**TASK ITEM**
Copy the part of the Capsule Network text that starts at the words "For Beginners: This" and ends after "make a prediction.", and change "factory" to "bakery".

**PASSAGE TO READ**
____

For Beginners: This method builds the actual structure of the network.
When initializing the layers:
- If you've specified your own custom layers, the network will use those
- If not, the network will create a standard set of layers that work well for most cases
- The method also checks that all layers are compatible with each other
This is like assembling the different sections of a factory production line - each layer processes the data and passes it to the next layer.
Predict(Tensor<T>)
Performs a forward pass through the Capsule Network to make a prediction.
public override Tensor<T> Predict(Tensor<T> input)
Parameters
inputTensor<T>The input tensor to the network.
Returns
- Tensor<T>
The output tensor (prediction) from the network.
Remarks
This method passes the input tensor through each layer of the network in sequence. Each layer processes the output from the previous layer (or the input for the first layer) and produces an output that becomes the input for the next layer.

____

**DATASET EXCERPTS**
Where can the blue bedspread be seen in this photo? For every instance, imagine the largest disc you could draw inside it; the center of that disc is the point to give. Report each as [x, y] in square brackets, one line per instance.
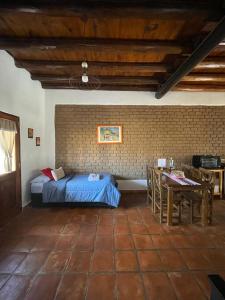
[77, 188]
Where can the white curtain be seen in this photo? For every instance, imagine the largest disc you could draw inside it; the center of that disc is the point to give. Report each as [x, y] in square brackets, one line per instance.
[7, 145]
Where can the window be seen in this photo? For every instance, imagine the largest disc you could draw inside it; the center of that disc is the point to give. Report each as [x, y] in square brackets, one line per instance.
[7, 146]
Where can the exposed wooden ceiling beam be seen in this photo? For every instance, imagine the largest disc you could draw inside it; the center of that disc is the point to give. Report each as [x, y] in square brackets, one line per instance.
[10, 43]
[212, 63]
[199, 88]
[141, 8]
[212, 39]
[108, 87]
[135, 66]
[204, 77]
[115, 80]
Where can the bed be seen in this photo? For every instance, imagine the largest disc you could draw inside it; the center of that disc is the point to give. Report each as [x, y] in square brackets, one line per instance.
[75, 189]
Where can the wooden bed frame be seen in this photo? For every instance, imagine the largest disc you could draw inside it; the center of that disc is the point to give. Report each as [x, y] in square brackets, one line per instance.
[36, 201]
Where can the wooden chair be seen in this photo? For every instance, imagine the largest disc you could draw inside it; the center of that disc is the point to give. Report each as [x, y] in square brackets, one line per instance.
[160, 198]
[150, 186]
[209, 177]
[193, 199]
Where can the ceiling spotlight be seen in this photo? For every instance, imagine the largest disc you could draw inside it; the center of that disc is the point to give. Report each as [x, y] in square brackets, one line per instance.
[84, 77]
[84, 65]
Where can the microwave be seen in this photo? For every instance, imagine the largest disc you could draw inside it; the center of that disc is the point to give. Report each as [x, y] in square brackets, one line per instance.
[206, 161]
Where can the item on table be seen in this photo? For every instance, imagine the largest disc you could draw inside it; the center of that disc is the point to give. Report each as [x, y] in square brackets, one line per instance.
[178, 174]
[93, 177]
[161, 163]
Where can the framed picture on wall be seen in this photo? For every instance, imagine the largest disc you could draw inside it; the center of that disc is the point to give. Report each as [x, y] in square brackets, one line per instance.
[109, 134]
[30, 133]
[38, 141]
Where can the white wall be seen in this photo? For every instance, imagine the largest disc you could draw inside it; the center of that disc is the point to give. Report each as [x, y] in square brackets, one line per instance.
[54, 97]
[21, 96]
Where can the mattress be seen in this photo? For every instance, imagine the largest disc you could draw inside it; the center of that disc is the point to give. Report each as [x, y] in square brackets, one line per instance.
[37, 187]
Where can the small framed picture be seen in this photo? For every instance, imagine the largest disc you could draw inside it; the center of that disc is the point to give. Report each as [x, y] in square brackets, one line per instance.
[38, 141]
[30, 133]
[109, 134]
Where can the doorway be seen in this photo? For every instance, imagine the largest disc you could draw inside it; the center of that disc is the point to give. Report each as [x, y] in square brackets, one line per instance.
[10, 170]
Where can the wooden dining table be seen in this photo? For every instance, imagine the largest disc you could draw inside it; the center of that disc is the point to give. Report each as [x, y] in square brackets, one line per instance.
[173, 186]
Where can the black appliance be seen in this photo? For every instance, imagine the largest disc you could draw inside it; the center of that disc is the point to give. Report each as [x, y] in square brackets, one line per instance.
[206, 161]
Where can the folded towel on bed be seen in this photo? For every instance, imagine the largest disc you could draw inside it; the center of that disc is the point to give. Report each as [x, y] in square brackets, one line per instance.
[93, 177]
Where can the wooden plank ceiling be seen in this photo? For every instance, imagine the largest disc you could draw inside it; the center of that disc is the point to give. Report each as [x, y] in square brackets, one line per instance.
[129, 45]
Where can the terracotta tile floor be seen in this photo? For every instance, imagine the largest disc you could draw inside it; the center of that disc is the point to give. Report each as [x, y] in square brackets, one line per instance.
[103, 254]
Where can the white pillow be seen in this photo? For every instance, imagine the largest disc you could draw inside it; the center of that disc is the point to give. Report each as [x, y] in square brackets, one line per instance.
[58, 173]
[40, 179]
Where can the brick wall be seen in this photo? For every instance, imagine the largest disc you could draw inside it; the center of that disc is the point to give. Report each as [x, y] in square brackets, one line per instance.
[149, 132]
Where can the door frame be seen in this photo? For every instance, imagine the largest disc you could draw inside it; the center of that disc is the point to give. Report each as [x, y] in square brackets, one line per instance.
[18, 158]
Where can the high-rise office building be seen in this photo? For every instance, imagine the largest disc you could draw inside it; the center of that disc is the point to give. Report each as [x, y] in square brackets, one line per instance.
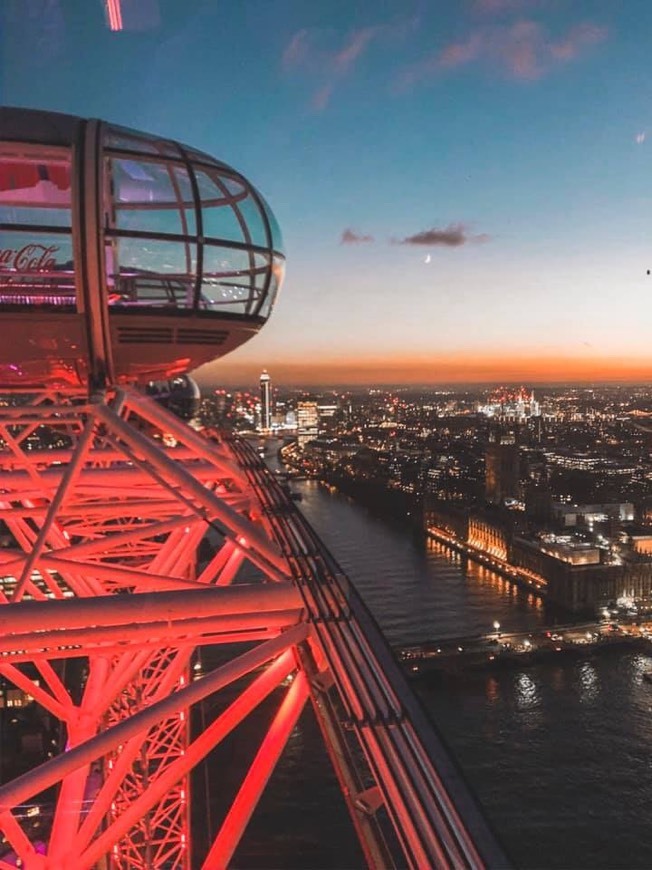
[265, 402]
[307, 422]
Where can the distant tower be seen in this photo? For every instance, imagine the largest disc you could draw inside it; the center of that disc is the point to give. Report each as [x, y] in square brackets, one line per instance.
[265, 402]
[501, 466]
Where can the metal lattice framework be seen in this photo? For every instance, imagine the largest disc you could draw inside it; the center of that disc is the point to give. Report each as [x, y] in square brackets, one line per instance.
[132, 541]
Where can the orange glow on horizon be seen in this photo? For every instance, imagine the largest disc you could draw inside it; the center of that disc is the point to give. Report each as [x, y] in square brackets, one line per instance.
[476, 368]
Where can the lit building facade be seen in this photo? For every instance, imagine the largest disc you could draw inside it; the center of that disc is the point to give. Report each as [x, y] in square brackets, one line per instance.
[307, 422]
[265, 402]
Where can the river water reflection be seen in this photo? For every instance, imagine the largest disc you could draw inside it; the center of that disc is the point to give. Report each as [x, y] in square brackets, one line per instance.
[560, 754]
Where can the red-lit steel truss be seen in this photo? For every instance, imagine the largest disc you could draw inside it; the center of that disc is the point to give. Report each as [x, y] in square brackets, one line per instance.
[130, 542]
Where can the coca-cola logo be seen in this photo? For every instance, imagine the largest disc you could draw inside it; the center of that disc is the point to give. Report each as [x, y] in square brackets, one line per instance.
[29, 258]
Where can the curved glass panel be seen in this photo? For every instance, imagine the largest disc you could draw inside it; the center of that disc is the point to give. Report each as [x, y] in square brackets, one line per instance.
[122, 138]
[36, 251]
[151, 272]
[233, 280]
[278, 273]
[277, 236]
[152, 237]
[251, 214]
[220, 217]
[155, 197]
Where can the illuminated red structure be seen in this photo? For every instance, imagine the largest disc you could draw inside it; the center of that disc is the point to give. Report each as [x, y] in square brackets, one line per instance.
[132, 541]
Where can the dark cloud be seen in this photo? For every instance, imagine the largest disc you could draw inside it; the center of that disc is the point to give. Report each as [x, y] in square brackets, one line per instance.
[350, 237]
[451, 236]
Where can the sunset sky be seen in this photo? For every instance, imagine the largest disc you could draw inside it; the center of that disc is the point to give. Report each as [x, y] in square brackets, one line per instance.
[464, 186]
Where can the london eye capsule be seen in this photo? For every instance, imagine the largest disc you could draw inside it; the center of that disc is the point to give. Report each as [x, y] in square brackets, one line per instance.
[124, 257]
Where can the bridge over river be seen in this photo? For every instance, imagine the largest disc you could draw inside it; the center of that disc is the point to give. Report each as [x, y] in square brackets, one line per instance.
[521, 648]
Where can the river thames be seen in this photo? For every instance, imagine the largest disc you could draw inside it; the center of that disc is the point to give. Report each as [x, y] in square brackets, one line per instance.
[559, 754]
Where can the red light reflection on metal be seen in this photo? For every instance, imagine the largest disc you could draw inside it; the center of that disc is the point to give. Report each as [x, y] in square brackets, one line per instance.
[124, 553]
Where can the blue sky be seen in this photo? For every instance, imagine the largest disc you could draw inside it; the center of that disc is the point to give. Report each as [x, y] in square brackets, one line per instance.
[495, 152]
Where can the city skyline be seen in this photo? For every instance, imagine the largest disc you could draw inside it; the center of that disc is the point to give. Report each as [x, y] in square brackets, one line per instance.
[463, 187]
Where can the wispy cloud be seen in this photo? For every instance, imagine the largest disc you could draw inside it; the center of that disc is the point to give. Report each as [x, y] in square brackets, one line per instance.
[452, 236]
[497, 7]
[307, 52]
[352, 237]
[524, 50]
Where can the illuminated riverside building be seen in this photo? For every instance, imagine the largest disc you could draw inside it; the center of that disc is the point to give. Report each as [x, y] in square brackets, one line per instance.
[132, 539]
[265, 402]
[307, 422]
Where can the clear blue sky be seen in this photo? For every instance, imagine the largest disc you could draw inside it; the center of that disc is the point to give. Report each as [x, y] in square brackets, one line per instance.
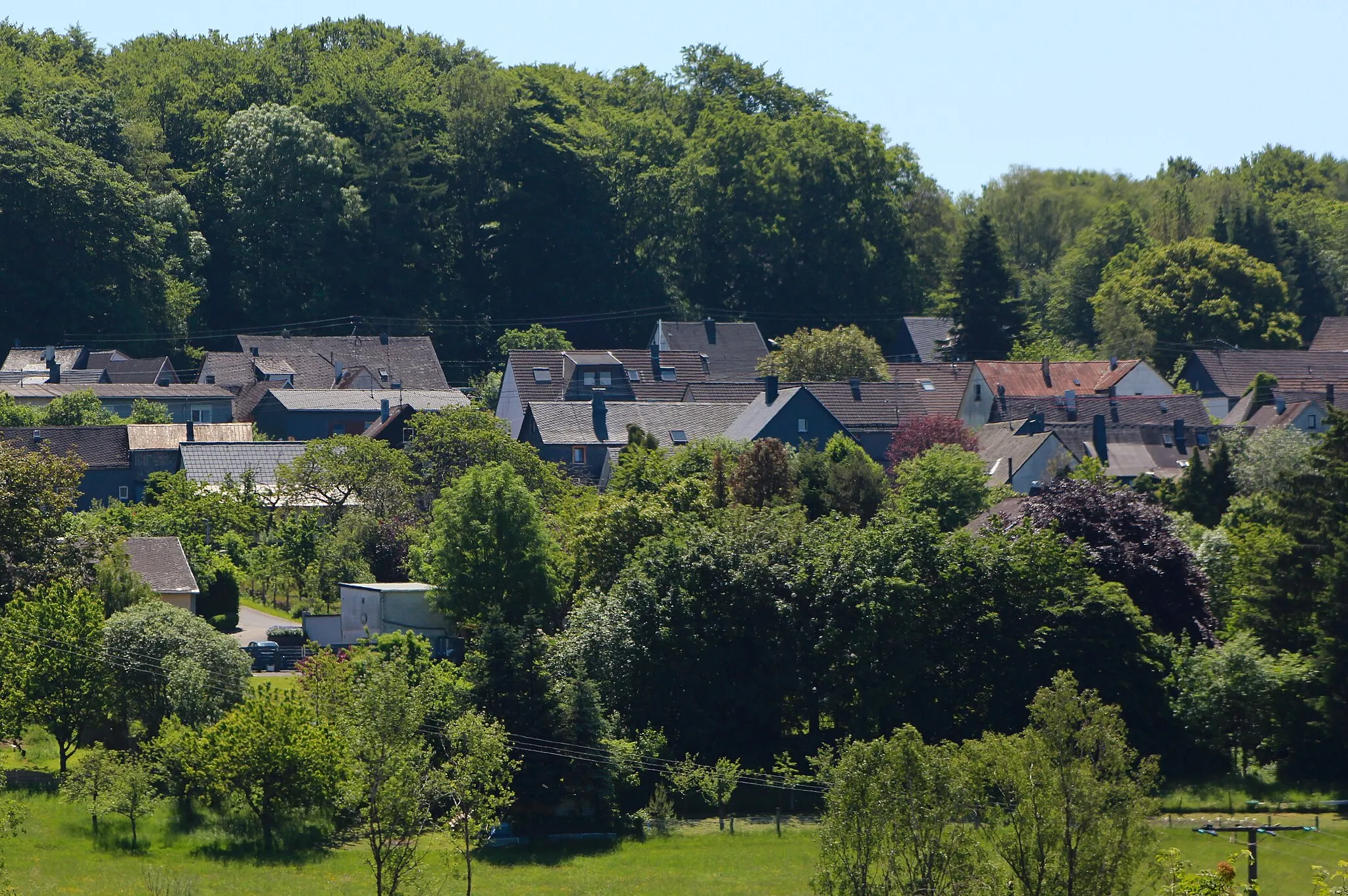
[973, 87]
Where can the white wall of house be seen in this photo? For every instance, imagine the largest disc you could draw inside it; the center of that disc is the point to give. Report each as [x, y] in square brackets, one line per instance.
[509, 406]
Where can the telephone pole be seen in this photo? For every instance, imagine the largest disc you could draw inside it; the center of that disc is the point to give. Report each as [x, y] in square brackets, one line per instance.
[1251, 841]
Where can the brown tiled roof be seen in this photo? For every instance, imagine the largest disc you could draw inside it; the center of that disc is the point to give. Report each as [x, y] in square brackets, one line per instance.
[649, 387]
[162, 564]
[1332, 336]
[101, 448]
[1126, 409]
[1026, 378]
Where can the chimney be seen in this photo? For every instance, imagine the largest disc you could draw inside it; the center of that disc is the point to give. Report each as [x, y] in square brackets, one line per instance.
[1101, 439]
[600, 414]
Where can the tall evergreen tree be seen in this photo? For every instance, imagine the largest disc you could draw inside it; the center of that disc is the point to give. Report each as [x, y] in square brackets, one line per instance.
[987, 314]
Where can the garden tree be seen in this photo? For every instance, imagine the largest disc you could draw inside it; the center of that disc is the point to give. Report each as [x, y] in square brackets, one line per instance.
[1205, 491]
[390, 779]
[1193, 291]
[135, 790]
[456, 438]
[893, 820]
[348, 469]
[1242, 701]
[92, 783]
[536, 337]
[762, 474]
[478, 778]
[275, 757]
[149, 411]
[816, 356]
[286, 199]
[78, 409]
[713, 783]
[488, 549]
[169, 662]
[1133, 542]
[1066, 799]
[53, 660]
[81, 231]
[1076, 275]
[918, 433]
[987, 313]
[946, 482]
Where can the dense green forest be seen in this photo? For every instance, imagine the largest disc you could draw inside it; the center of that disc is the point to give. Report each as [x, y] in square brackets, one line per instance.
[176, 189]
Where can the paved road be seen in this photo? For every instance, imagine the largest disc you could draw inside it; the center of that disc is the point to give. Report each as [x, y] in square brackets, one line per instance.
[254, 624]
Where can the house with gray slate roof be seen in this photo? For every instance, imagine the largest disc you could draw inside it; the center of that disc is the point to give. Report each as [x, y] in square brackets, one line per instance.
[163, 566]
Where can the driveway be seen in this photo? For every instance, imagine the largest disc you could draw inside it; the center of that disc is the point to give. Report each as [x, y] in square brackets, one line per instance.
[254, 624]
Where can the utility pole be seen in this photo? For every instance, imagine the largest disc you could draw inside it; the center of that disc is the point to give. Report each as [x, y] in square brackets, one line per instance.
[1251, 841]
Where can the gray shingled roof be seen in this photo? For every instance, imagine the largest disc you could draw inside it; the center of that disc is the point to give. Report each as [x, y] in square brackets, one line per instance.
[366, 399]
[101, 448]
[1126, 409]
[162, 564]
[211, 462]
[733, 349]
[573, 422]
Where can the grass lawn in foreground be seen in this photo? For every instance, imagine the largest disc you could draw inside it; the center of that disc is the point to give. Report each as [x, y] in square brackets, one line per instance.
[59, 855]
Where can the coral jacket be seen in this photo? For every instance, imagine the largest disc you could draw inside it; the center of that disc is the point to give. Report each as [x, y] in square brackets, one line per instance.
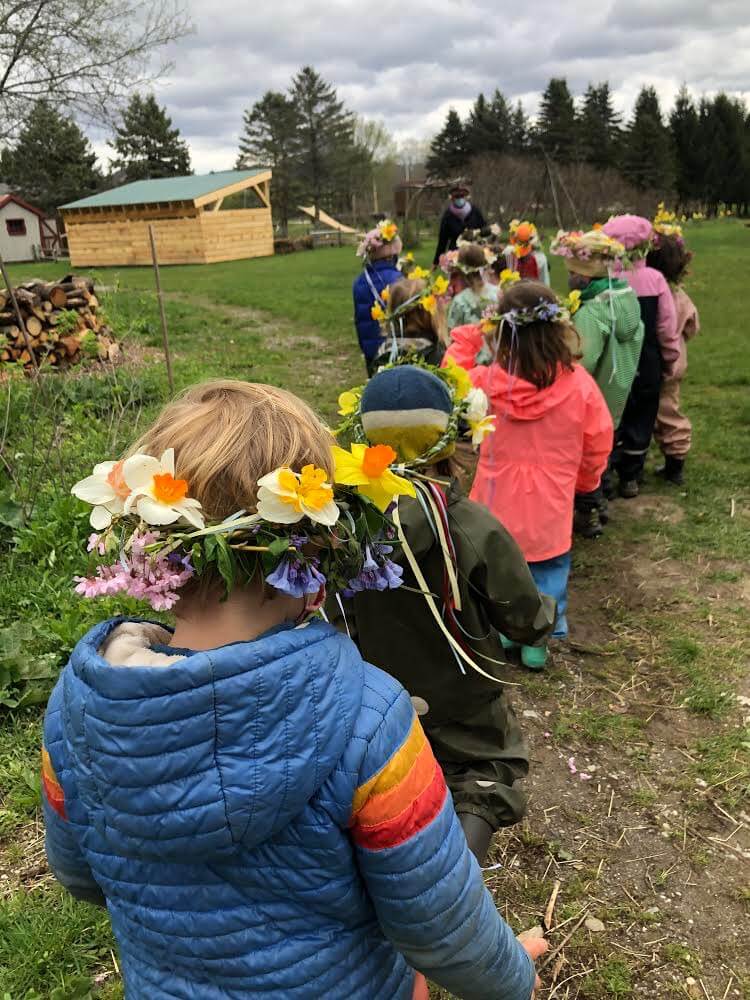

____

**SOLVED EXERCISE**
For Beginners: This method builds the actual structure of the network.
When initializing the layers:
- If you've specified your own custom layers, the network will use those
- If not, the network will create a standard set of layers that work well for most cases
- The method also checks that all layers are compatible with each other
This is like assembling the different sections of a bakery production line - each layer processes the data and passes it to the next layer.
Predict(Tensor<T>)
Performs a forward pass through the Capsule Network to make a prediction.